##### TEXT SHOWN
During the day the old men performed ceremonies concerned with a group of wild cat people who, in the Alcheringa, marched out from the south of what is now Oodnadatta, and then turned northwards and followed a track which led them across the west part of the present Arunta country and through certain spots such as Illamurta in the James Range. At sunset the Illpongwurra came in from the west and found two ceremonies prepared, one belonging to the Bulthara and Panunga men, to which they went first. After dancing round the performer, who represented one of the Ulpmerka of the plum-tree totem sitting at the foot of a Nurtunja, they came to the second, which belonged to the Purula and Kumara. This ceremony was associated with the frog totem of Imanda, and was performed by two men, both of whom had Churinga on their heads, and had their bodies decorated with patches and lines of down representing frogs and roots of trees. First the Illpongwurra danced round them and then rushed off to the Parra, round and round which they ran, raising clouds of dust through which they could be dimly seen. After a short pause and led by the two frog performers, who had removed the Churinga from their heads and carried each two boomerangs which they kept striking together, they ran across the river to the women's camp, where the fire-throwing was performed in the usual way, after which the Illpongwurra came back to camp and lay down beside the Parra.

When it was dark the men were arranged in a double line close to the Parra, and then, with their bodies bent almost double, their arms extended in front, and their hands clasped together, they moved, first in one direction and then in the other, parallel to the length of the mound, stamping on the ground as they did so and shouting “wha! wha! whrr!” at the top of their voices. This peculiar dance is one which [P.358] is especially performed by the members of the Ilpirra tribe during the course of the Engwura, and as one or two Ilpirra men had come down to take part in this Engwura, it was danced on this occasion. Just before midnight a wild cat ceremony was performed, and it was not until early in the morning that the dancing and singing ceased, and the Illpongwurra were allowed to take a little rest.

While the Illpongwurra were out in the bush during the next day they had to undergo the first of another form of fire ordeal, an account of which will be given subsequently in connection with its second performance. In camp the old men performed a ceremony called the Ingwurninga inkinja, which is associated with the emu totem of a spot close to Imanda. The Quabara belongs to the Alatunja of the locality, and he requested two men, one a Panunga of the snake, and the other a Bulthara of the wild cat totem, to perform. Each man was decorated with the usual head-dress, the front of which, as well as their face and beard, was covered with white down, while on each side of the body and extending down to the knee, was a line of circular patches of charcoal edged with white down. These patches were supposed to represent the skulls of slain and eaten men. The two performers were called ulthana, that is, the spirits of dead men, and in this instance they were supposed to have arisen from the bones of two men who had been eaten. They came up from the creek and remained at first crouching behind and hidden by a small bush from the sight of the old men who gathered by the Parra. Then they got up and came on, each of them bending forwards and supporting himself by a stick in either hand, as if they were decrepit old men who could hardly walk. For some time they prowled about looking first to one side and then to the other, as if they were in search of something; and, following an irregular course, came towards the Parra, where the old men were seated beating the ground with boomerangs.
##########
### TO DO
1 > In the Engwura account, what were the two performers of the Ingwurninga inkinja called?
2 > Continue the Engwura account from its final sentence.
##### DATASET EXCERPT
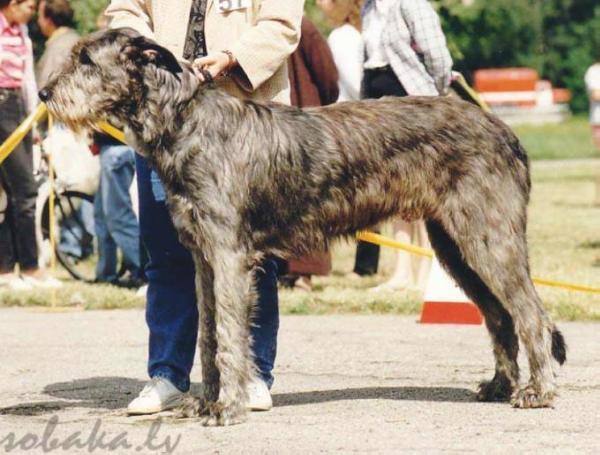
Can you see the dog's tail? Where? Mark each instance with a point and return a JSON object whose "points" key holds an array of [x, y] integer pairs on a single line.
{"points": [[559, 347]]}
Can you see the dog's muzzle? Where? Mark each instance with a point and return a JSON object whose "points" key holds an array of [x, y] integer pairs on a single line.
{"points": [[44, 94]]}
##########
### THE REPLIES
1 > They were called ulthana, meaning the spirits of dead men.

2 >
At sunset the Illpongwurra once more came in by way of the women's camp where the fire-throwing took place, and then, on the Engwura ground, they stood in a long line beside the Parra watching the performance of an emu ceremony, [P.359] which consisted in a man decorated with a tall head-dress tipped with a bunch of emu feathers and having his body decorated with a large number of parallel lines of white down walking backwards and forwards in the aimless way of an emu.

[P.360] That night was at last a quiet one, as every one seemed to be getting somewhat exhausted. The next morning a fish ceremony was performed, and at sunset when the Illpongwurra came in—this time direct on to the Engwura ground—a ceremony called the Quabara Ungamillia of Ulkni-wukulla was prepared. Ungamillia is the evening star and Ulkni-wukulla is the name of a spot close to a gap in the Macdonnell Range, about fifteen miles to the west of Alice Springs. A Kumara woman of that totem is supposed to have originated and to have lived there during the Alcheringa. The natives say, “she had a Nurtunja and lived alone.” The woman's name was Auadaua, and there is now living near to Bond Springs a woman who is the reincarnation of that particular individual.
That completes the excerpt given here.